| Given records |

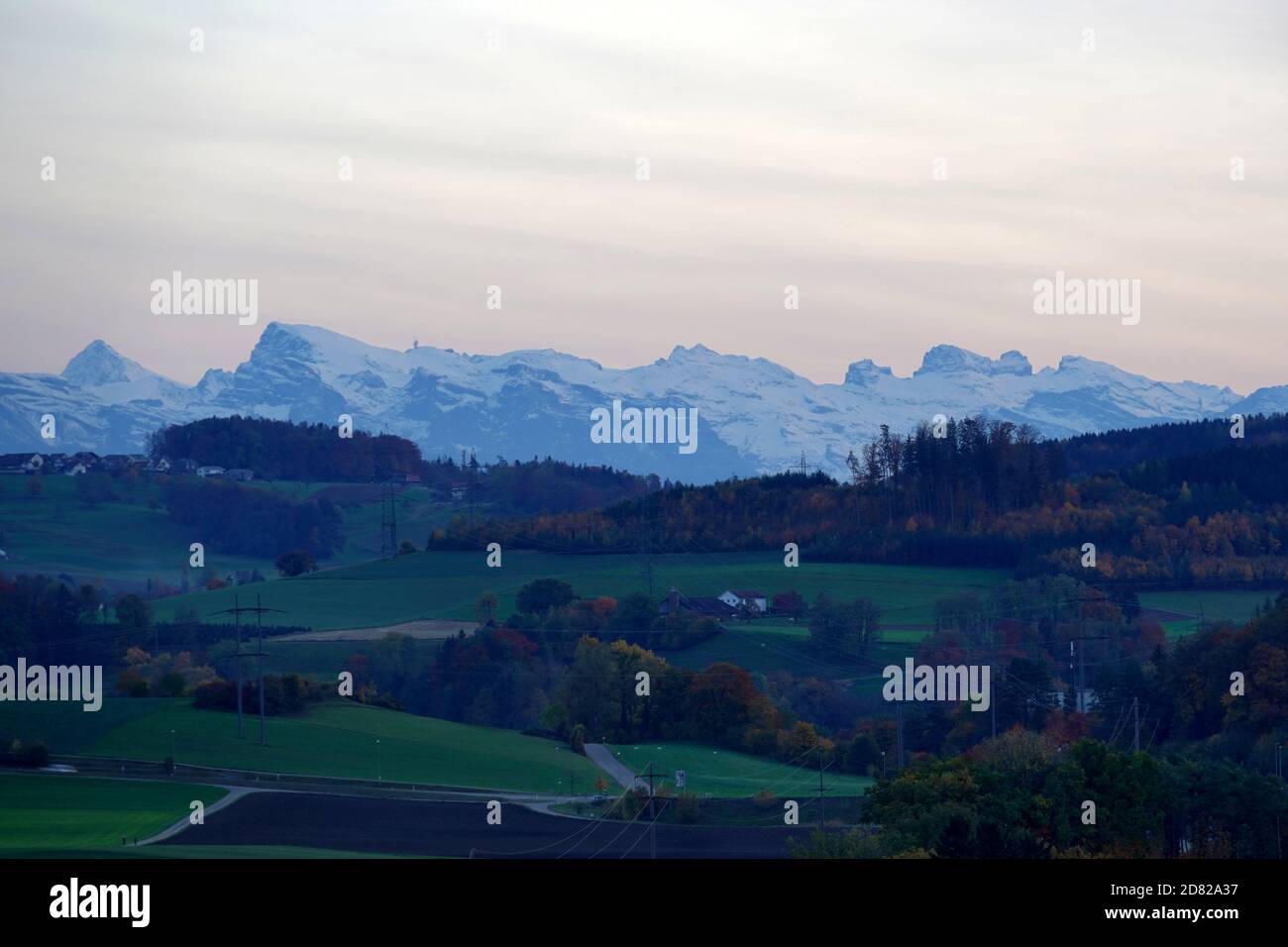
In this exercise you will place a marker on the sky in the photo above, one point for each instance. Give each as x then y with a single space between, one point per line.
638 175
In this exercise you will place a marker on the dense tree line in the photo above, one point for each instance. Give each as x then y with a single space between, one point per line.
1125 447
1021 796
316 453
986 493
232 518
284 450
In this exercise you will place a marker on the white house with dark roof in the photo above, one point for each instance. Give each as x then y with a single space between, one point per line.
735 598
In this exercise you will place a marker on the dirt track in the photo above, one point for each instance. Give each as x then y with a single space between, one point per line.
432 629
458 828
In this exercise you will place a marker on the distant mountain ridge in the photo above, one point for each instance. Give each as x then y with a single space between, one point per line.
754 415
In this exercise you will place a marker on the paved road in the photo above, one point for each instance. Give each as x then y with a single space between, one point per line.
603 758
400 826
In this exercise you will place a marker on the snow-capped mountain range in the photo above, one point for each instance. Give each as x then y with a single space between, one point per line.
754 415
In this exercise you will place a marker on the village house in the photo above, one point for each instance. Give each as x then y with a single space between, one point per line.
21 463
675 603
748 598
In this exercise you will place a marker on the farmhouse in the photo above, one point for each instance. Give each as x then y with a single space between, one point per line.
21 463
713 607
748 598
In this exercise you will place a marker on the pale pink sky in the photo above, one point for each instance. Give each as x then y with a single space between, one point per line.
789 144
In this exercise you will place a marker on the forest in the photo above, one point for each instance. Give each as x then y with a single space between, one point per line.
986 492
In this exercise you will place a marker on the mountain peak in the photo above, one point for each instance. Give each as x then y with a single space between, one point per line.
951 359
864 372
98 364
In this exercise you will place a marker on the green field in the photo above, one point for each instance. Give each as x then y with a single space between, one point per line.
128 541
726 774
1236 605
339 740
64 813
447 583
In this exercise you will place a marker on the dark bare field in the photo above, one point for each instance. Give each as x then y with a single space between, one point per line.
393 826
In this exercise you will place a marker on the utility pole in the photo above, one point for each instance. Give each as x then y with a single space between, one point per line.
1082 680
898 716
259 625
236 611
652 814
1134 714
992 677
237 624
822 812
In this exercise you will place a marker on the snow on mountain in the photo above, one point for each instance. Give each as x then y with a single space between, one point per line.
754 415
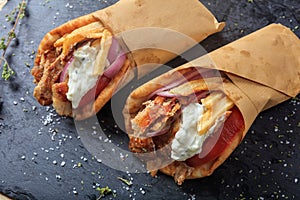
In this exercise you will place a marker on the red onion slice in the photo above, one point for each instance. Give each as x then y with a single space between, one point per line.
64 73
159 132
115 67
114 50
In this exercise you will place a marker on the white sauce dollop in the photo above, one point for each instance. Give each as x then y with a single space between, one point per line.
81 77
187 141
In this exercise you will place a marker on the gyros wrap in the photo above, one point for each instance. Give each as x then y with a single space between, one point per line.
80 64
188 121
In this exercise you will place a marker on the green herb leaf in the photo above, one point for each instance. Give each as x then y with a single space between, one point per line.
103 191
127 182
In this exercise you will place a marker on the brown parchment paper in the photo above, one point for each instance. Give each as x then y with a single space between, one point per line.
152 31
145 26
263 70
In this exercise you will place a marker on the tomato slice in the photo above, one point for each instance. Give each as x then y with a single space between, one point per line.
233 125
94 92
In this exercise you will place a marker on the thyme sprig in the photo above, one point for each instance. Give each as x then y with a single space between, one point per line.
15 16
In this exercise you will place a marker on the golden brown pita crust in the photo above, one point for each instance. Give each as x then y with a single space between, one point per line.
105 95
126 15
206 169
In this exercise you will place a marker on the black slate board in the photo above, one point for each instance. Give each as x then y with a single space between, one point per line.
35 142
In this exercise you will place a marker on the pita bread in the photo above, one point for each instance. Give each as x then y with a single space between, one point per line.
125 19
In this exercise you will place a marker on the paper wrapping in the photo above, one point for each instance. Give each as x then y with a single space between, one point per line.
156 31
264 65
263 70
152 31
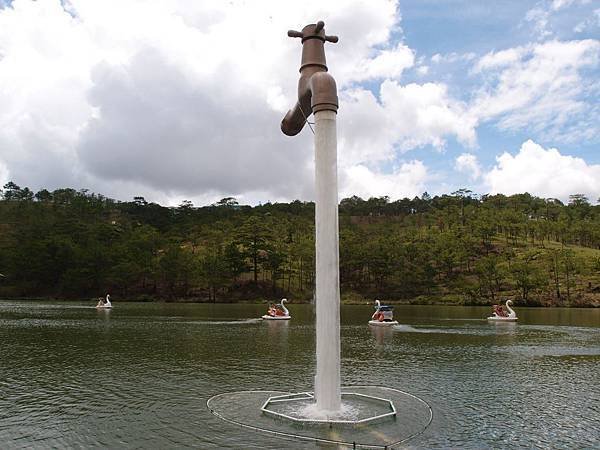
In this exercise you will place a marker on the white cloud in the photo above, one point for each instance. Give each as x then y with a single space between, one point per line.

| Assignment |
What is needed is a verbatim copy of every entry, with the pictures omitted.

| Final answer |
In this exercise you will place a marker on the sky in the photo above, one point for each instance. Give each as x then y with a single space between, one point per line.
638 175
In this exercise you will place a marker on the dense tree line in the photo above, one point for each instance. Give each as x then y with a single space between, one point per line.
1125 447
1021 796
316 453
986 493
232 518
284 450
In this exercise you will place a marker on the white house with dark roof in the photo above, one point for each instance. Give each as x then y with a single space between, one point per line.
735 598
In this exercise you will place a marker on the dirt track in the photo above, one point for each instance. Give each as x then y with a single space between, one point per line.
432 629
458 828
In this exercise you will place a marker on the distant mountain ridge in the photo above, one point for each instance. Give each as x then y with a single space between, one point per line.
754 415
In this exercise you will place a marker on the paved road in the photo above, one point for each instance. Give each as x then y with a single space between, one point per line.
603 758
400 826
In this exercise you will place a marker on the snow-capped mountain range in the photo above, one point for each instance. Give each as x then y with a single space between, one point per line.
754 415
In this exercise you will place a marker on the village house in the photo above, one point for each instance. Give each as x then y with a single space between, one point per line.
21 463
675 603
748 598
In this exercise you will place a marker on the farmhouse in the photo above, one point for each instance. Give each as x then y with a single space between, one point per line.
21 463
713 607
748 598
In this exercise you will place a marker on the pale pink sky in the photo above, one point for each instance. Give each as x then y with a single space between, one point per line.
789 144
In this exercise you will place a marker on the forest in the photo above, one point for each instance. Give each as x then y with a single space between, one point per line.
986 492
In this exercise you will place a marker on the mountain peak in the photo above, one point for each instance. Give each as x then y with a single space between, one point per line.
951 359
864 372
98 364
In this exercise you will place a marker on the green field in the photo above, one point for each instance. Give each as x then y with a single space between, one point per line.
128 541
726 774
1236 605
339 740
64 813
447 583
In this exercise you will place a marker on the dark bare field in the photo above, one point for each instance. Give each as x then y with a single space between, one point per line.
393 826
In this exercise you will place a marker on the utility pole in the photo above, one point for each instance. Give each as x then y with a single space between, one point per line.
1082 680
898 716
259 625
236 611
652 814
1134 714
992 677
237 624
822 812
In this exercise you will place a marker on the snow on mountain in the photo above, one point for each instance. Give each as x then y with a single space between, one point per line.
754 415
In this exercise you will place a marker on the red onion slice in the photo above, one point for each instance. Give each as x then y with a single space between, one point per line.
64 73
159 132
115 67
114 50
In this exercise you will place a marker on the white sauce dollop in the photo above, one point for each instance. Give each as x then y with a single space between, one point per line.
81 77
187 141
In this exercise you will place a marker on the gyros wrap in the photo above, one point for each instance. Give each as x then y with a single space between, one point per line.
80 64
188 121
In this exercise you will place a marker on the green herb leaf in the photo above, one point for each instance. Give each as x then y with a single space between, one point per line.
103 191
127 182
In this exercise you will place a marker on the brown parchment paper in the photo above, one point for each instance. Give each as x then y with a single space between, one point per line.
152 31
145 26
263 70
In this exercise you will place a marker on the tomato slice in the photo above, one point for each instance. Give each as x then y with a single space between, one point per line.
233 125
94 92
In this exercise you will place a marker on the thyme sprig in the photo above, one point for each instance. Give each as x then y with a single space between, one point per line.
15 16
In this exercise you will place a marker on the golden brown pita crust in the photo above, one point for each instance. Give each as x then y with a single space between, one point per line.
105 95
126 15
206 169
In this exercise you will place a marker on the black slate board in the photo above, one point for each instance. Give each as x then y with a single space between, one point per line.
35 142
In this exercise you will place a marker on the pita bread in the photo above, one point for each instance. Give each as x then y with a single space between, one point per line.
125 19
In this exercise you will place a marker on the paper wrapping in the photo above, one point for each instance. Give each as x then y with a single space between, one point per line.
156 31
264 65
263 70
152 31
In this exercise you will place a marker on the white cloud in the photo above, one point for each instance. Give each as x then y with a single space between, one point per line.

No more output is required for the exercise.